## LIST OF TASKS:
a) In the context engineering course README, what is the TAVILY_API_KEY used for?
b) Extend the context engineering course README past its final line, keeping its format and tone.

#### EXCERPTED TEXT ####

/context-engineering-dspy

Context Engineering Course with DSPy

Primary LanguageJupyter NotebookMIT LicenseMIT

Context Engineering Tutorial

This repo contains the source code from my Youtube course on Context Engineering with DSPy.

📺 Watch the Course for free
Context Engineering - Complete 1h 20m Course
Learn advanced prompt engineering techniques with hands-on examples

Support

If you find this content helpful, please consider supporting my work on Patreon. Your support helps me create more in-depth tutorials and content. My Patreon hosts all the code, projects, slides, write-ups I have ever made on my YouTube channel.

Become a Patron!

Getting Started

Prerequisites

  • Python 3.10+ (required)
  • uv (recommended) or pip for package management

Installation

  1. Clone the repository:

    git clone https://github.com/avbiswas/context-engineering-dspy
    cd context-engineering-dspy/tutorial
  2. Install dependencies:

    # Using uv
    uv sync
  3. Set up your API keys:

    Required API Keys:

    • OPENAI_API_KEY - For OpenAI models
    • GEMINI_API_KEY - For Google Gemini models
    • TAVILY_API_KEY - For web search functionality

    Environment Management Options:

    Option 1: Using direnv (Recommended)

    # Install direnv first, then create .envrc file
    echo "export OPENAI_API_KEY=your_key_here" >> .envrc
    echo "export GEMINI_API_KEY=your_key_here" >> .envrc
    echo "export TAVILY_API_KEY=your_key_here" >> .envrc
    direnv allow

    Option 2: Using .env file with python-dotenv

    # Create .env file
    touch .env

    Add your keys to .env:

    OPENAI_API_KEY=your_key_here
    GEMINI_API_KEY=your_key_here
    TAVILY_API_KEY=your_key_here

    Note: This requires adding dotenv.load_dotenv() to your Python scripts.

    Option 3: Global environment variables (Not recommended for security)

    export OPENAI_API_KEY=your_key_here
    # Repeat for other keys...

#### RECORDS SHOWN ####

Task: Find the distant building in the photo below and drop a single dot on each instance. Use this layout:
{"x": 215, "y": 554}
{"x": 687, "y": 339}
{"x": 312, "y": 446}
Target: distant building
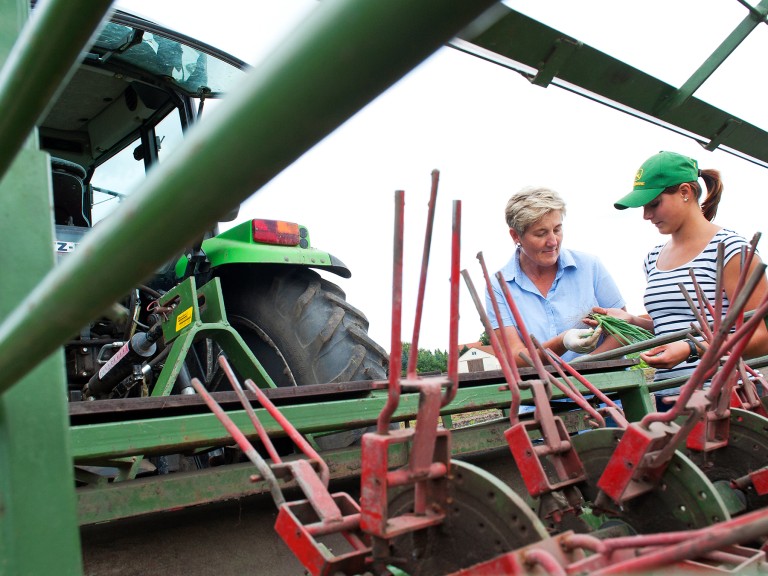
{"x": 478, "y": 358}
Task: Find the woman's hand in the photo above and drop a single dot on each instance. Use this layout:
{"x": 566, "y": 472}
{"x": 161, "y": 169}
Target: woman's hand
{"x": 581, "y": 340}
{"x": 667, "y": 356}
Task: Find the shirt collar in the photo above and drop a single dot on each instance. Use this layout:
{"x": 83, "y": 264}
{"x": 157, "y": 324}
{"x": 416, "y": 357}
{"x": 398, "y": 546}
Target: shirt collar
{"x": 512, "y": 270}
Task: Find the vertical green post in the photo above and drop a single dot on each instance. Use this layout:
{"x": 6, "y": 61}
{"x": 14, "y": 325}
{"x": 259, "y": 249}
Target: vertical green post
{"x": 38, "y": 521}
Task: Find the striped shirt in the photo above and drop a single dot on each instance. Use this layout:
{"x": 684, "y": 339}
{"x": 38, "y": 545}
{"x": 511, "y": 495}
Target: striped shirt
{"x": 666, "y": 304}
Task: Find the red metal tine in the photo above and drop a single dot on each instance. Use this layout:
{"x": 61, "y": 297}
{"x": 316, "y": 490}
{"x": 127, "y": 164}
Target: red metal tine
{"x": 740, "y": 529}
{"x": 719, "y": 283}
{"x": 507, "y": 351}
{"x": 569, "y": 389}
{"x": 453, "y": 328}
{"x": 242, "y": 441}
{"x": 711, "y": 357}
{"x": 413, "y": 357}
{"x": 698, "y": 311}
{"x": 290, "y": 430}
{"x": 537, "y": 363}
{"x": 396, "y": 346}
{"x": 512, "y": 377}
{"x": 599, "y": 394}
{"x": 263, "y": 436}
{"x": 546, "y": 561}
{"x": 747, "y": 255}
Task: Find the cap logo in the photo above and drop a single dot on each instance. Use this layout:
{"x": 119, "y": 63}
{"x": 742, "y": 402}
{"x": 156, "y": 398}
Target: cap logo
{"x": 639, "y": 175}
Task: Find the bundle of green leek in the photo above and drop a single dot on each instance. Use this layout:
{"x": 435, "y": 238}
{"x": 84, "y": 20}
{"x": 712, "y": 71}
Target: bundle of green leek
{"x": 624, "y": 333}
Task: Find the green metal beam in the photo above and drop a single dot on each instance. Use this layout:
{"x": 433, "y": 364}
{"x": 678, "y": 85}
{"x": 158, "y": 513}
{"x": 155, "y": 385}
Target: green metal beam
{"x": 337, "y": 61}
{"x": 159, "y": 493}
{"x": 536, "y": 51}
{"x": 38, "y": 522}
{"x": 756, "y": 16}
{"x": 183, "y": 433}
{"x": 47, "y": 49}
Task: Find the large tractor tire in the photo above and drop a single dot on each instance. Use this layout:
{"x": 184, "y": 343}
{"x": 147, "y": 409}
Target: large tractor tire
{"x": 301, "y": 329}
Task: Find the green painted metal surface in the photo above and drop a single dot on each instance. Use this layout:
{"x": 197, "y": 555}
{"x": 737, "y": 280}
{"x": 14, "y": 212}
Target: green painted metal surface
{"x": 174, "y": 434}
{"x": 174, "y": 205}
{"x": 200, "y": 314}
{"x": 142, "y": 496}
{"x": 38, "y": 526}
{"x": 516, "y": 39}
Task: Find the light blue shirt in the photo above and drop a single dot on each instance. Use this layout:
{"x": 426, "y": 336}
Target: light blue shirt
{"x": 581, "y": 283}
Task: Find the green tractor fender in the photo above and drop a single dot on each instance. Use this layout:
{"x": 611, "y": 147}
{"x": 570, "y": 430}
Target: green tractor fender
{"x": 265, "y": 242}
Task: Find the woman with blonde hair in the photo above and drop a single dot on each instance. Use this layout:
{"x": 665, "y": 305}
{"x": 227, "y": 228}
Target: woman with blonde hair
{"x": 553, "y": 287}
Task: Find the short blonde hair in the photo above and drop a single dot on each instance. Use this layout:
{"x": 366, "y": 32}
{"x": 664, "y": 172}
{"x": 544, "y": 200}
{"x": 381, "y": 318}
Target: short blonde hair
{"x": 529, "y": 205}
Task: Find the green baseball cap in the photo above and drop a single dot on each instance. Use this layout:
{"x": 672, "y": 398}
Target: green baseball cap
{"x": 658, "y": 173}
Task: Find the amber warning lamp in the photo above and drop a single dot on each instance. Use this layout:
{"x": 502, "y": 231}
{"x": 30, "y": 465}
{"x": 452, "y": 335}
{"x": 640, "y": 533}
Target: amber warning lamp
{"x": 276, "y": 232}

####

## WRITTEN ANSWERS:
a) Web search functionality.

b)
  4. Run the examples: Navigate to any level directory and run the Python scripts:

    cd level2_multi_interaction
    uv run t1_sequential_flow.py

File Descriptions

Level 1: Atomic Prompts

  • level1_atomic_prompts/level1.ipynb: Introduces the basics of prompting and interacting with language models.

Level 2: Multi-Interaction

  • level2_multi_interaction/t1_sequential_flow.py: Demonstrates a sequential flow of interactions with the language model.
  • level2_multi_interaction/t2_iterative_refinement.py: Shows how to iteratively refine the output from the model.
  • level2_multi_interaction/t3_conditional_branch.py: Illustrates how to use conditional logic to guide the conversation with the model.
  • level2_multi_interaction/t3-multi_out.py: Multiple output handling example.
  • level2_multi_interaction/t3-multi_out_refine.py: Refined multiple output handling.
  • level2_multi_interaction/t4_reflection.py: An example of how to make the model reflect on its own output.

Level 3: Evaluation

To run mlflow server, use the command: uv run mlflow server --backend-store-uri sqlite:///mydb.sqlite --port 5000

Uncomment the below lines to track experiments in mlflow

# import mlflow
# mlflow.autolog()
# mlflow.set_tracking_uri("http://127.0.0.1:5000")
# mlflow.set_experiment("Tool calling")

You can visit localhost:5000 to track experiments from the mlflow dashboard.

  • level3_evaluation/reflection.py: Shows how to use reflection for evaluation to generate dataset of results with different hyperparams.
  • level3_evaluation/pairwise_elo.py: Use pairwise comparison of model outputs (not actual elo, but similar motives)
  • level3_evaluation/analysis.ipynb: Analysis notebook for evaluation techniques.

Level 4: Tools

You will need the TAVILY_API_KEY to run web search. You can sign up for a free account from their website.

  • level4_tools/main.py: Main tool usage examples.
  • level4_tools/tool_calling_agent.py: An example of a tool-calling agent.
  • level4_tools/tools.py: Tool definitions and implementations.
  • level4_tools/idea_gen.py: Idea generation tool example.
  • level4_tools/joke_gen.py: Joke generation tool example.

Level 5: RAGs (Retrieval-Augmented Generation)

First, download this dataset: https://www.kaggle.com/datasets/abhinavmoudgil95/short-jokes

Unzip inside level5/data Next, prepare the embeddings:

cd level5_rags
uv run vector_embedding.py

This code looks for the file level5_rags/data/shortjokes.csv This will create some files inside the data/ directory. You should now be able to run scripts to play with retrieval.

Core RAG Implementations:

  • level5_rags/basic_rag.py: A basic RAG implementation.
  • level5_rags/hyde.py: An implementation of the HyDE (Hypothetical Document Embeddings) technique.
  • level5_rags/annoy_rag.py: RAG implementation using Annoy for vector similarity.

Retrieval Components:

  • level5_rags/bm25_retriever.py: BM25-based retrieval implementation.
  • level5_rags/rank_fusion.py: An example of fusing ranks from multiple retrievers.
  • level5_rags/vector_embedding.py: Vector embedding utilities.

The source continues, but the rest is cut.